**DATASET**

_____

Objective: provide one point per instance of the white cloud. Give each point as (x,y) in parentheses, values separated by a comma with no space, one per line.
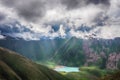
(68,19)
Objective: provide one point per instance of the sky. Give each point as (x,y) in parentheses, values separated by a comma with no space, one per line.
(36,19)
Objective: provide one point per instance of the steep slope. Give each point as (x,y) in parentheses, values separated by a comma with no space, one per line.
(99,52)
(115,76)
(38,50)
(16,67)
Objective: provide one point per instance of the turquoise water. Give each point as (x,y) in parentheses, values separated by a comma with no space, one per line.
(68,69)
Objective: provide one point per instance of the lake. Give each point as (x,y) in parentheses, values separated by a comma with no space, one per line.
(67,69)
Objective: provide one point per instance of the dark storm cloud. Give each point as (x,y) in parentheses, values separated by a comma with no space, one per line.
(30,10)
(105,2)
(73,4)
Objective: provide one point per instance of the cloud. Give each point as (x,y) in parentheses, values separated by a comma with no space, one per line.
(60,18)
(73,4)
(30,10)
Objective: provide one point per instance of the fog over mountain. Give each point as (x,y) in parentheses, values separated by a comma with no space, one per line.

_____

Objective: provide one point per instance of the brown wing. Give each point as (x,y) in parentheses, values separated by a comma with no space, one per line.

_____

**PROBLEM STATEMENT**
Using the listing above, repeat word for word each line from the one with "Objective: provide one point per instance of the white" down to the one with "Objective: provide one point per instance of the fog", both included. Omit all pictures.

**YOUR SOLUTION**
Objective: provide one point per instance of the white cloud. Give each point as (x,y) in parentheses, values separated by a comma with no space, one per line.
(68,19)
Objective: provide one point per instance of the sky. Give each point as (x,y) in parentheses, values separated by a comma with no space, one per line.
(36,19)
Objective: provide one point per instance of the steep slope. Give each point as (x,y) in parentheses, values separated by a comma with no space, one per line.
(99,52)
(115,76)
(38,50)
(16,67)
Objective: provide one point per instance of the turquoise water. Give each point as (x,y) in parentheses, values separated by a comma with no space, one per line.
(68,69)
Objective: provide one point per instance of the lake. Give each point as (x,y) in parentheses, values separated by a comma with no space, one per line.
(67,69)
Objective: provide one point per instance of the dark storm cloud. Give each point as (x,y) in parentheses, values separated by a comma with no space, one per line.
(30,10)
(105,2)
(73,4)
Objective: provide one point per instance of the cloud. Give each point as (x,y) in parentheses, values separated by a comma with no space, one per line.
(60,18)
(73,4)
(30,10)
Objective: provide one point per instance of the fog over mountain. Give each point as (x,y) in parentheses, values separated by a comma with no space, one per line.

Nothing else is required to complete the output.